• **Description of the task**
The full set of records must be set down verbatim.

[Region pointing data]
--- START ---

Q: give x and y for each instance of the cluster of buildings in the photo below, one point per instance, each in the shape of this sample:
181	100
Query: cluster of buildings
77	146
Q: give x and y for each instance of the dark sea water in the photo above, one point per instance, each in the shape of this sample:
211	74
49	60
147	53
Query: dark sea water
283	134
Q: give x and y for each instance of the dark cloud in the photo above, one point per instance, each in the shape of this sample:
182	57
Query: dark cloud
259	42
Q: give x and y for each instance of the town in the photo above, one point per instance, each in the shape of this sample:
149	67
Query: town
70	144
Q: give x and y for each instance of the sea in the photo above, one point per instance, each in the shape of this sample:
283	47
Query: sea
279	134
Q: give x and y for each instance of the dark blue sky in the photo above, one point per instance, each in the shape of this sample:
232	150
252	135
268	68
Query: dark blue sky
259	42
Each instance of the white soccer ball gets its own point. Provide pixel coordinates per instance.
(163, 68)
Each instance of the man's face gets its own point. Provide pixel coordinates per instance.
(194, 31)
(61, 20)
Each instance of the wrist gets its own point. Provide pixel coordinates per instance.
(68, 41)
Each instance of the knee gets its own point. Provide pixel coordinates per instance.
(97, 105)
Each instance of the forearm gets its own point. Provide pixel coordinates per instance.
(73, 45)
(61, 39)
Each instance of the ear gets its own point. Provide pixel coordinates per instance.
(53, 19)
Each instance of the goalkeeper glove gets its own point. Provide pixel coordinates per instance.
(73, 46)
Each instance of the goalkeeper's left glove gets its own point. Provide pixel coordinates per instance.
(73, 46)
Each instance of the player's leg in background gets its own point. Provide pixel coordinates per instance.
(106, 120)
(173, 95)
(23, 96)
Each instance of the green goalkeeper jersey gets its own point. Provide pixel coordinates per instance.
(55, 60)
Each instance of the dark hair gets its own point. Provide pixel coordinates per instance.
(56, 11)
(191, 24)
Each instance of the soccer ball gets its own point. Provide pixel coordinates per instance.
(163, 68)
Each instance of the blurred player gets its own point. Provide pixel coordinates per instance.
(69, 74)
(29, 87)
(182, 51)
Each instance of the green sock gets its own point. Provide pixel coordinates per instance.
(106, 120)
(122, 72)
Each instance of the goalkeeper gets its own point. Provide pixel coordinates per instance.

--- END ---

• **Your solution**
Q: give x and y for each instance of the cluster of buildings in the photo below, one point per instance, each in the shape of this sample:
181	100
Query: cluster of buildings
77	146
Q: give x and y for each instance of the dark sea water in the photo above, one point per instance, each in the shape of this sample:
211	74
49	60
147	53
Query: dark sea water
283	134
Q: give x and y for each instance of the dark cloud in the photo above, one point per instance, each in the shape of this sample:
182	57
Query: dark cloud
259	42
Q: give x and y for each instance of the town in the photo above, one point per instance, each in the shape of this sample:
149	67
Query: town
70	144
Q: give x and y for each instance of the sea in the photo above, one point per instance, each in the shape of this sample:
283	47
Query: sea
279	134
Q: give x and y for each instance of the dark blue sky in the photo above, one point per instance, each in the shape of this sample:
232	150
252	135
268	68
Query: dark blue sky
259	42
Each instance of the white soccer ball gets its own point. Provide pixel coordinates per instance.
(163, 68)
Each instance of the man's face gets its own point. Provide pixel coordinates per instance.
(194, 31)
(61, 20)
Each instance of the wrist gets its own point. Provide pixel coordinates per instance.
(68, 41)
Each instance of the knee gets its own point. Provide pixel coordinates per instance.
(97, 105)
Each instance of the forearm gets its own point. Provide pixel coordinates per instance.
(73, 45)
(61, 39)
Each instance of the ear gets its own point. Provide pixel coordinates per instance.
(53, 19)
Each instance of the goalkeeper glove gets its own point. Provide pixel coordinates per instance.
(73, 46)
Each instance of the goalkeeper's left glove gets its own point. Provide pixel coordinates per instance.
(73, 46)
Each instance of the player's leg in background gets its own point. Provide pixel coordinates per instance.
(106, 120)
(173, 95)
(23, 96)
Each instance of the green goalkeeper jersey gets its own point. Provide pixel coordinates per instance.
(55, 60)
Each instance of the dark hair gets its own point. Provide pixel coordinates per instance.
(56, 11)
(191, 24)
Each instance of the soccer ball gets its own point. Provide pixel coordinates per instance.
(163, 68)
Each instance of the blurred player gets its own point. Provide pixel coordinates per instance.
(69, 74)
(29, 87)
(182, 51)
Each instance of the green sock gets its own point. Provide pixel coordinates per instance.
(106, 120)
(122, 72)
Each instance of the goalkeeper gets its own point. Provide pixel coordinates per instance.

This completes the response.